YOUR OBJECTIVE ▸ Reproduce the following data word for word.

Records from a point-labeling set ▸
○ ○ ○ ○
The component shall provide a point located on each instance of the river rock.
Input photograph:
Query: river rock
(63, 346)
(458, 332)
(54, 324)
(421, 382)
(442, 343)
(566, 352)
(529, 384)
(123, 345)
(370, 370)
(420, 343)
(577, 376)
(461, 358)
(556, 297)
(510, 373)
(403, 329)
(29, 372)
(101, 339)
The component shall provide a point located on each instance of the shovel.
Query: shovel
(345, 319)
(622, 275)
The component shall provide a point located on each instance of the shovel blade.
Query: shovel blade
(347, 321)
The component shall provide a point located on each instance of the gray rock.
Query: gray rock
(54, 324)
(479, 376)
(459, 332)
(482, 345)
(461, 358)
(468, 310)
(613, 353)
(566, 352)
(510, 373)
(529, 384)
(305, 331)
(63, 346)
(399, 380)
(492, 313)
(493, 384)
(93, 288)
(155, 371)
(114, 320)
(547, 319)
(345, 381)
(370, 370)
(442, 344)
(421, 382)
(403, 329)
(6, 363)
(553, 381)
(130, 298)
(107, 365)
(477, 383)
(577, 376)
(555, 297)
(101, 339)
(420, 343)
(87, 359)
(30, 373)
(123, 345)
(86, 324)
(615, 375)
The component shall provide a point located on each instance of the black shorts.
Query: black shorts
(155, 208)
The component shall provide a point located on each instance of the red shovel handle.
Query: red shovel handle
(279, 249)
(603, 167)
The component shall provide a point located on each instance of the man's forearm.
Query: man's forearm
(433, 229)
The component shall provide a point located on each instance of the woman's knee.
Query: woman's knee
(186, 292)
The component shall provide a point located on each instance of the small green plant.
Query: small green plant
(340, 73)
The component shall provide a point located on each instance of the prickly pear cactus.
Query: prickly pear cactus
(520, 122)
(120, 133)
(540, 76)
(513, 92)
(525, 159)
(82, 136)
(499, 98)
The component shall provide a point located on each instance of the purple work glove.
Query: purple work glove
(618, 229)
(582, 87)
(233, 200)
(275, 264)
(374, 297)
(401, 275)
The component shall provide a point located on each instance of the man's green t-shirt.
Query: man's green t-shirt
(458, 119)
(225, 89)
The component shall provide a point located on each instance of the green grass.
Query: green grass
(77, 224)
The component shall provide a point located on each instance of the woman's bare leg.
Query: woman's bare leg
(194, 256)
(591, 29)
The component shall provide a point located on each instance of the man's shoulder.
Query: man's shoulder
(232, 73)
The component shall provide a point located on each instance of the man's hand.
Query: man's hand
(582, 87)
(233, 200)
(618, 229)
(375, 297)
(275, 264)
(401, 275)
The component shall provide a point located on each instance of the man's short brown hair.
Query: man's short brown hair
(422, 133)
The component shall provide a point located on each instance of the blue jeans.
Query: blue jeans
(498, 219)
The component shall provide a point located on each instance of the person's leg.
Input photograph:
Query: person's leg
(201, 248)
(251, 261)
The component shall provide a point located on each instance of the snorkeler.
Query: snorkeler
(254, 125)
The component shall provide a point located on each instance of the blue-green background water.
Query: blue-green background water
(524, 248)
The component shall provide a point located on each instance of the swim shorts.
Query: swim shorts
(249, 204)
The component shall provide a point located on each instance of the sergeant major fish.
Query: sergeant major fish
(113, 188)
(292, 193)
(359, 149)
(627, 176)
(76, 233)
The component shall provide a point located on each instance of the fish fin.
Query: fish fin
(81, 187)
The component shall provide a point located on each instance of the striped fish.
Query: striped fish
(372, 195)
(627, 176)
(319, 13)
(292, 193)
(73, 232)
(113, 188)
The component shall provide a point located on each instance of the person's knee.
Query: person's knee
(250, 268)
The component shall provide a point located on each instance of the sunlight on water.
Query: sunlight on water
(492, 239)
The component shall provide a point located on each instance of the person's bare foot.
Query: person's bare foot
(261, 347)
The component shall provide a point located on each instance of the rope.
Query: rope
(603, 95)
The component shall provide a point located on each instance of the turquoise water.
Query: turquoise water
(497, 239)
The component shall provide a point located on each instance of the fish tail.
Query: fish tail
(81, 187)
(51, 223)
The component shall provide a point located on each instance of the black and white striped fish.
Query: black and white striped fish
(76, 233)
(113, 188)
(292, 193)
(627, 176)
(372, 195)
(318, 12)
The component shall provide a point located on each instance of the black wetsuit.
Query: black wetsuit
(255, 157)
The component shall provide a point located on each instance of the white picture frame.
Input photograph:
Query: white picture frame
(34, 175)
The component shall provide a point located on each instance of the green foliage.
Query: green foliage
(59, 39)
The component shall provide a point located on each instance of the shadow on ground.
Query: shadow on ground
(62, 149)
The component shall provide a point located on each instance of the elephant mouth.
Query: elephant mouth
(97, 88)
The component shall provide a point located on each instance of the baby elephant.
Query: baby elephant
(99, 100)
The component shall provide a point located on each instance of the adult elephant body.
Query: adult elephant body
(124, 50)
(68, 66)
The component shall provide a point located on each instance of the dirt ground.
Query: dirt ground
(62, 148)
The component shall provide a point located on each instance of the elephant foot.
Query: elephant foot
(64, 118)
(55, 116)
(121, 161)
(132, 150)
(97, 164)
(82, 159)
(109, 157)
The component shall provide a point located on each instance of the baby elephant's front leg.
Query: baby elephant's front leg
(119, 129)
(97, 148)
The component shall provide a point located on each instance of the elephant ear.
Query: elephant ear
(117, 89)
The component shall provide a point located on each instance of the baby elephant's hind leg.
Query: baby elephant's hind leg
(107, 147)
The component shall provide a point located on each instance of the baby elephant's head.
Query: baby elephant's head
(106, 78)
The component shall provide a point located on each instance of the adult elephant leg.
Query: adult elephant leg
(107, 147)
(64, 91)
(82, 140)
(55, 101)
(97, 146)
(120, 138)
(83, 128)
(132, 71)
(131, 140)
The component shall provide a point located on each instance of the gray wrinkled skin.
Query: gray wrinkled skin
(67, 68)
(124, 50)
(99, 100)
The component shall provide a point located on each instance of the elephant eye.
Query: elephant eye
○ ○ ○ ○
SOLVED PROBLEM ▸
The component shall provide a point located on each instance of the river rock.
Input photograph:
Query: river rock
(63, 346)
(458, 332)
(54, 324)
(421, 382)
(442, 343)
(566, 352)
(529, 384)
(123, 345)
(370, 370)
(420, 343)
(577, 376)
(461, 358)
(556, 297)
(510, 373)
(403, 329)
(29, 372)
(101, 339)
The component shall provide a point located on each instance of the shovel.
Query: shovel
(345, 319)
(622, 275)
The component shall provide a point located on each instance of the shovel blade.
Query: shovel blade
(347, 321)
The component shall provide a point located on each instance of the gray rock.
Query: gray rock
(54, 324)
(479, 376)
(459, 332)
(482, 345)
(461, 358)
(468, 310)
(613, 353)
(566, 352)
(510, 373)
(529, 384)
(305, 331)
(63, 346)
(399, 380)
(492, 313)
(493, 384)
(93, 288)
(155, 371)
(114, 320)
(547, 319)
(345, 381)
(370, 370)
(442, 344)
(421, 382)
(403, 329)
(6, 363)
(553, 381)
(130, 298)
(107, 365)
(477, 383)
(577, 376)
(555, 297)
(101, 339)
(420, 343)
(87, 359)
(30, 373)
(123, 345)
(86, 324)
(615, 375)
The component shall provide a point located on each instance of the black shorts.
Query: black shorts
(155, 208)
The component shall provide a point located on each instance of the red shovel handle.
Query: red shovel handle
(279, 249)
(603, 167)
The component shall provide a point located on each instance of the man's forearm.
Query: man's forearm
(433, 229)
The component shall provide a point located on each instance of the woman's knee.
Query: woman's knee
(186, 292)
The component shall provide a point located on each instance of the small green plant.
Query: small green plant
(340, 73)
The component shall provide a point located on each instance of the prickly pear cactus.
Query: prickly pear cactus
(520, 122)
(120, 133)
(540, 76)
(513, 92)
(525, 159)
(82, 136)
(499, 98)
The component shall provide a point located on each instance of the purple work glove.
Query: purple work glove
(618, 229)
(582, 87)
(233, 200)
(275, 264)
(374, 297)
(401, 275)
The component shall provide a point located on each instance of the man's green t-shirt.
Query: man's green t-shirt
(458, 119)
(225, 89)
The component shall provide a point located on each instance of the green grass.
Query: green grass
(77, 224)
The component shall provide a point located on each instance of the woman's bare leg.
Query: woman's bare leg
(194, 256)
(591, 29)
The component shall provide a point located on each instance of the man's shoulder.
Query: man's shoulder
(232, 73)
The component shall provide a point located on each instance of the man's hand.
Query: man's hand
(582, 87)
(233, 200)
(618, 229)
(375, 297)
(275, 264)
(401, 275)
The component shall provide a point located on each instance of the man's short brown hair.
Query: man's short brown hair
(422, 133)
The component shall provide a point located on each instance of the blue jeans.
Query: blue jeans
(498, 219)
The component shall provide a point located on each instance of the person's leg.
Input photograph:
Query: person's leg
(201, 248)
(251, 261)
The component shall provide a point located on each instance of the snorkeler.
Query: snorkeler
(254, 125)
The component shall provide a point located on each instance of the blue-green background water.
Query: blue-green background water
(524, 248)
The component shall provide a point located on each instance of the swim shorts.
Query: swim shorts
(249, 204)
The component shall provide a point located on each instance of the sergeant major fish.
Query: sergeant major fish
(113, 188)
(292, 193)
(359, 149)
(627, 176)
(76, 233)
The component shall provide a point located on each instance of the fish fin.
Query: fish fin
(81, 187)
The component shall provide a point located on each instance of the striped fish.
Query: striped fish
(372, 195)
(627, 176)
(319, 13)
(292, 193)
(73, 232)
(113, 188)
The component shall provide a point located on each instance of the person's knee.
Query: person's knee
(250, 268)
The component shall provide a point located on each instance of the sunlight on water.
Query: sunlight on water
(492, 239)
The component shall provide a point located on each instance of the person's bare foot.
Query: person's bare foot
(261, 347)
The component shall provide a point located on each instance of the rope.
Query: rope
(603, 95)
The component shall provide a point located on each instance of the turquoise water.
Query: turquoise water
(497, 239)
The component shall provide a point located on each instance of the fish tail.
Query: fish tail
(81, 187)
(51, 223)
The component shall provide a point located on each instance of the black and white striped fish.
Query: black and white striped fish
(76, 233)
(113, 188)
(292, 193)
(627, 176)
(372, 195)
(318, 12)
The component shall provide a point located on each instance of the black wetsuit.
Query: black wetsuit
(255, 157)
The component shall provide a point located on each instance of the white picture frame.
Input photograph:
Query: white picture frame
(34, 175)
The component shall provide a point located on each instance of the green foliage.
Query: green foliage
(59, 39)
The component shall provide a point located on each instance of the shadow on ground.
Query: shadow on ground
(62, 149)
The component shall provide a point located on each instance of the elephant mouth.
Query: elephant mouth
(97, 88)
The component shall provide a point located on each instance of the baby elephant.
Query: baby elephant
(99, 100)
The component shall provide a point located on each instance of the adult elephant body.
Query: adult elephant body
(124, 50)
(68, 66)
The component shall provide a point located on each instance of the dirt ground.
Query: dirt ground
(62, 148)
The component shall provide a point located on each instance of the elephant foot.
Query: elephant foot
(64, 118)
(55, 116)
(121, 161)
(132, 150)
(97, 164)
(82, 159)
(109, 157)
The component shall provide a point located on each instance of the baby elephant's front leg.
Query: baby elephant's front leg
(119, 129)
(97, 148)
The component shall provide a point located on each instance of the elephant ear.
Query: elephant ear
(117, 89)
The component shall provide a point located on each instance of the baby elephant's hind leg.
Query: baby elephant's hind leg
(107, 147)
The component shall provide a point located on each instance of the baby elephant's head.
Query: baby elephant's head
(106, 78)
The component shall provide a point located on each instance of the adult elephant leg.
Query: adult elephant leg
(107, 147)
(64, 91)
(82, 140)
(55, 101)
(97, 146)
(120, 138)
(83, 128)
(132, 71)
(131, 140)
The component shall provide a point located on each instance of the gray wrinkled skin.
Query: gray wrinkled skin
(67, 68)
(124, 50)
(99, 100)
The component shall provide a point located on each instance of the elephant eye.
Query: elephant eye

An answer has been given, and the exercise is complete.